+++ Given records +++
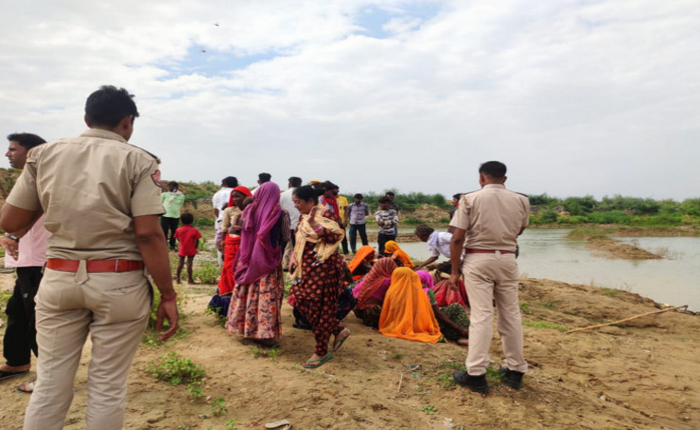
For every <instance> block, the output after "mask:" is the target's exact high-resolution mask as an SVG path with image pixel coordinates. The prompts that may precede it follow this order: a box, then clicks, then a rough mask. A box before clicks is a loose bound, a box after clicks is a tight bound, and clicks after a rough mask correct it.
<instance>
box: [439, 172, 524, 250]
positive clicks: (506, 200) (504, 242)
mask: <svg viewBox="0 0 700 430" xmlns="http://www.w3.org/2000/svg"><path fill="white" fill-rule="evenodd" d="M529 222H530V201H529V200H528V198H527V197H526V196H524V195H522V194H518V193H515V192H513V191H510V190H507V189H506V187H505V186H504V185H500V184H488V185H486V186H484V187H483V188H482V189H481V190H479V191H474V192H472V193H467V194H464V195H463V196H462V198H461V199H460V201H459V208H457V211H456V212H455V215H454V217H453V218H452V221H450V225H451V226H452V227H456V228H461V229H463V230H466V231H467V237H466V240H465V241H464V247H465V248H468V249H493V250H501V251H513V252H515V247H516V244H517V243H516V242H517V238H518V233H520V230H521V229H522V228H523V227H527V225H528V224H529Z"/></svg>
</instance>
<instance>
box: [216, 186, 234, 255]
mask: <svg viewBox="0 0 700 430" xmlns="http://www.w3.org/2000/svg"><path fill="white" fill-rule="evenodd" d="M237 186H238V179H236V178H235V177H233V176H227V177H225V178H224V179H222V180H221V189H220V190H219V191H217V192H216V193H215V194H214V197H212V199H211V204H212V206H214V218H215V219H216V222H215V223H214V226H215V227H216V237H215V238H214V243H215V244H216V257H217V261H218V262H219V267H221V266H222V265H223V264H224V260H223V254H222V253H221V249H220V246H219V243H221V240H222V239H223V237H222V233H221V222H222V221H223V218H222V216H223V214H224V208H225V207H226V205H227V204H228V200H229V198H230V197H231V191H233V189H234V188H236V187H237Z"/></svg>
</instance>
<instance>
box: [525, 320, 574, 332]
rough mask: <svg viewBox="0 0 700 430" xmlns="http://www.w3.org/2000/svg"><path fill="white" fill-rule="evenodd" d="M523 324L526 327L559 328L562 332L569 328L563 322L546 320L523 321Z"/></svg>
mask: <svg viewBox="0 0 700 430" xmlns="http://www.w3.org/2000/svg"><path fill="white" fill-rule="evenodd" d="M523 325H524V326H525V327H532V328H543V329H548V330H557V331H561V332H564V331H567V330H569V328H568V327H565V326H563V325H561V324H555V323H550V322H546V321H523Z"/></svg>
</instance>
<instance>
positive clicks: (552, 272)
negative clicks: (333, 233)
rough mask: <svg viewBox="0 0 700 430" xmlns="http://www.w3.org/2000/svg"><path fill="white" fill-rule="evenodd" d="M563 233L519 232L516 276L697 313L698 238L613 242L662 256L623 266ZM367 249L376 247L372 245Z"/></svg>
+++
# [Work instruction]
For each record above, write it out exactly and omit any picture.

# [Result of this exercise]
For every <instance> block, the output after "mask:" is the target's exact high-resolution mask as an SVG path with image pixel coordinates. The prompts that may precede it follow this order: a box, then clicks, then a rough mask. A box before clicks is a loose bound, a box after clicks is a tight bound, and clicks after a rough mask correct it.
<instance>
box: [439, 172, 524, 250]
positive clicks: (506, 200) (504, 242)
mask: <svg viewBox="0 0 700 430" xmlns="http://www.w3.org/2000/svg"><path fill="white" fill-rule="evenodd" d="M529 222H530V201H529V200H528V198H527V197H526V196H524V195H522V194H518V193H515V192H513V191H510V190H507V189H506V187H505V186H504V185H500V184H488V185H486V186H484V187H483V188H482V189H481V190H479V191H474V192H472V193H467V194H464V195H463V196H462V198H461V199H460V201H459V208H457V211H456V212H455V215H454V217H453V218H452V221H450V225H451V226H452V227H456V228H461V229H463V230H466V231H467V237H466V240H465V241H464V247H465V248H468V249H493V250H501V251H513V252H515V247H516V244H517V243H516V242H517V238H518V233H520V230H521V229H522V228H523V227H527V225H528V224H529Z"/></svg>
</instance>
<instance>
box: [216, 186, 234, 255]
mask: <svg viewBox="0 0 700 430" xmlns="http://www.w3.org/2000/svg"><path fill="white" fill-rule="evenodd" d="M237 186H238V179H236V178H235V177H233V176H227V177H225V178H224V179H222V180H221V189H220V190H219V191H217V192H216V193H215V194H214V197H212V199H211V204H212V206H214V218H215V219H216V222H215V223H214V226H215V227H216V237H215V238H214V243H215V244H216V257H217V261H218V262H219V267H221V266H222V265H223V264H224V260H223V254H222V253H221V249H220V246H219V243H221V240H222V239H223V237H222V233H221V222H222V221H223V218H222V216H223V214H224V208H225V207H226V205H227V204H228V200H229V198H230V197H231V191H233V189H234V188H236V187H237Z"/></svg>
</instance>
<instance>
box: [525, 320, 574, 332]
rough mask: <svg viewBox="0 0 700 430" xmlns="http://www.w3.org/2000/svg"><path fill="white" fill-rule="evenodd" d="M523 324L526 327L559 328L562 332L569 328L563 322L546 320L523 321Z"/></svg>
mask: <svg viewBox="0 0 700 430" xmlns="http://www.w3.org/2000/svg"><path fill="white" fill-rule="evenodd" d="M523 325H524V326H525V327H532V328H543V329H548V330H557V331H561V332H564V331H567V330H569V328H568V327H565V326H563V325H561V324H555V323H550V322H546V321H523Z"/></svg>
</instance>
<instance>
positive clicks: (552, 272)
negative clicks: (333, 233)
rough mask: <svg viewBox="0 0 700 430" xmlns="http://www.w3.org/2000/svg"><path fill="white" fill-rule="evenodd" d="M563 233L519 232L516 276L697 313L698 238L613 242L662 256L623 266ZM367 249L376 247L372 245Z"/></svg>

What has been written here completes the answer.